--- Passage given ---
***

Jorge Buxadé Villalba (born 26 May 1975 in Barcelona) is a Spanish lawyer and politician who was elected as a Member of the European Parliament in the 2019 European Parliament election in Spain, and has been spokesperson for Vox since February 2020. He is a member of the national-conservative party Vox and previously worked for the People's Party between 2004 and 2014. In 1995, he was an unsuccessful candidate in the Catalan parliamentary election as a member of Falange Española de las JONS, and in 1996 he was number 8 in the Falange Auténtica list for Barcelona for the Spanish general election.

Political views
Buxadé is the president of the Foro Catalán de la Familia, a conservative organization. He regularly writes for his own blog Lo antiguo es lo nuevo.

He is opposed to the independence of his native Catalonia and is a member and cofounder of anti-secessionist organizations like Societat Civil Catalana and Fundación Joan Boscà.

***

--- Extracted records ---
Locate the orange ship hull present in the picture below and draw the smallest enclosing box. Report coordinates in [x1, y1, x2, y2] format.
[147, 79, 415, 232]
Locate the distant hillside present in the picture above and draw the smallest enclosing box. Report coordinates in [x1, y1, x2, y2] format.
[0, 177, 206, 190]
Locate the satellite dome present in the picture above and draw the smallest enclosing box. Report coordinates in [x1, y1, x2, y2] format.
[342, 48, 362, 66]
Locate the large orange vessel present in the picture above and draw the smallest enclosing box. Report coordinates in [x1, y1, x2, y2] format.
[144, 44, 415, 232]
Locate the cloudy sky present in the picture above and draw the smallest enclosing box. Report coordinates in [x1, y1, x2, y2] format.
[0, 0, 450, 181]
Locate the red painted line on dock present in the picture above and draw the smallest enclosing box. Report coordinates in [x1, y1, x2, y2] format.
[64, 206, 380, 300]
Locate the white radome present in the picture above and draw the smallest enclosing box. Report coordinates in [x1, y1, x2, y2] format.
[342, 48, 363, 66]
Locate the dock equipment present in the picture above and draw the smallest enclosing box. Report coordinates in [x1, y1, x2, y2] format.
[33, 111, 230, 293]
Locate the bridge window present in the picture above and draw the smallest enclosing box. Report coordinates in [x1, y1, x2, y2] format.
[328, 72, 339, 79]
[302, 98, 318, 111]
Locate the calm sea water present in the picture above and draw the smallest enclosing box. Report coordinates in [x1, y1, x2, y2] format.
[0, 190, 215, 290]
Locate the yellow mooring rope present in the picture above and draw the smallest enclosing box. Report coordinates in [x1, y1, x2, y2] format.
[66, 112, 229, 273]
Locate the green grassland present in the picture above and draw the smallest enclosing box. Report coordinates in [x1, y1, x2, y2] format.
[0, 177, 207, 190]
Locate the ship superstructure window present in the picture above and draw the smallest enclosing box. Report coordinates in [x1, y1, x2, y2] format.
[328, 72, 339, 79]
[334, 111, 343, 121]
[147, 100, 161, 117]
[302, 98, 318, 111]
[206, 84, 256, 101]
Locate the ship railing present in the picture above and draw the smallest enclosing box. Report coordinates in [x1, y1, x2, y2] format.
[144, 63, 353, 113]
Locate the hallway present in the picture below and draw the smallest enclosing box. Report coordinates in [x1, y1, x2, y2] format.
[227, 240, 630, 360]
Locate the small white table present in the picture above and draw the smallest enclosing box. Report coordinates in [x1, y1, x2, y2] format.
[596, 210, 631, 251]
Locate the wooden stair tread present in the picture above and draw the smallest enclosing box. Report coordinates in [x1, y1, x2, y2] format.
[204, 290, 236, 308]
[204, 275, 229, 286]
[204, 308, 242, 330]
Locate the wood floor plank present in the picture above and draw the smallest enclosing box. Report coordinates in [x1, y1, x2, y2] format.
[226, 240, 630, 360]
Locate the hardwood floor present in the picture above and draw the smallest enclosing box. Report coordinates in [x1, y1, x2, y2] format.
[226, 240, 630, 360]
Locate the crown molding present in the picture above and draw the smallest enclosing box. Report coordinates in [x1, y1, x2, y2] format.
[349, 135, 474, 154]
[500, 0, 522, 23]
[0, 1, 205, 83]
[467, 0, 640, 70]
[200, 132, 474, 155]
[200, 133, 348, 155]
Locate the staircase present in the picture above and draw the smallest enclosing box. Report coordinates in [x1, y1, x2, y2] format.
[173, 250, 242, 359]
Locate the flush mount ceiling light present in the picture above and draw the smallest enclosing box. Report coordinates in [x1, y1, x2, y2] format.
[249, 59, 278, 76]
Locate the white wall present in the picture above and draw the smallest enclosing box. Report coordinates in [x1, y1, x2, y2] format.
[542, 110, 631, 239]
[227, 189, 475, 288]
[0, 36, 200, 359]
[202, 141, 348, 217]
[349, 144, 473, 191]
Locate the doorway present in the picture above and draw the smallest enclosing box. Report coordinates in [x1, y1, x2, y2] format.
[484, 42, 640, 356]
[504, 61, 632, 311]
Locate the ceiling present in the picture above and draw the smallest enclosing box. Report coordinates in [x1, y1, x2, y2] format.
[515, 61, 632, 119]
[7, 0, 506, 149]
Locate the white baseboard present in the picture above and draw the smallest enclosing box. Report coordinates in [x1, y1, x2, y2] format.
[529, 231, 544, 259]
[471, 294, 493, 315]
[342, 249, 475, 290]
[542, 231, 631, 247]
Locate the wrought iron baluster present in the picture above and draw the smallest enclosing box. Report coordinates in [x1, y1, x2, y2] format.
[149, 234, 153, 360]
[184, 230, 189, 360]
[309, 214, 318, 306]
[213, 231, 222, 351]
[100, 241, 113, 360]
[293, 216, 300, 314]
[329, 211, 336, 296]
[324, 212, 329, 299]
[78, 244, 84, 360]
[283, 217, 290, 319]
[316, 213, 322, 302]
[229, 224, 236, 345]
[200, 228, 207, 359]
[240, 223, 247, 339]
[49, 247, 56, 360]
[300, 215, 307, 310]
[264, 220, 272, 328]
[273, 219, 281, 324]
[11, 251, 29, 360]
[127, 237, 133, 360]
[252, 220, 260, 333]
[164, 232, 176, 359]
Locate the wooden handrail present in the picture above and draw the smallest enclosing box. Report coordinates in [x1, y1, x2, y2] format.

***

--- Task statement ---
Continue the biographical passage on Jorge Buxadé Villalba, starting after its final sentence.

--- Task answer ---
Jorge Buxadé Villalba is a self-confessed admirer of José Antonio Primo de Rivera, the founder of the Spanish Falange. In September 2012, he described José Antonio and Ernesto Giménez Caballero, one of the ideologues of fascism in Spain, as "two superior souls". In the same article, published on his blog, he condemns the 1978 Constitution, adopted after the end of the Franco regime. He has also been directly linked with the far-right blog Dolça Catalunya, that contains anti-Catalanist, ultra-Catholic and discriminatory, mockery articles.

References

Bibliografia

External links
Official website: Lo antiguo es lo nuevo. jorgebuxade.wordpress.com.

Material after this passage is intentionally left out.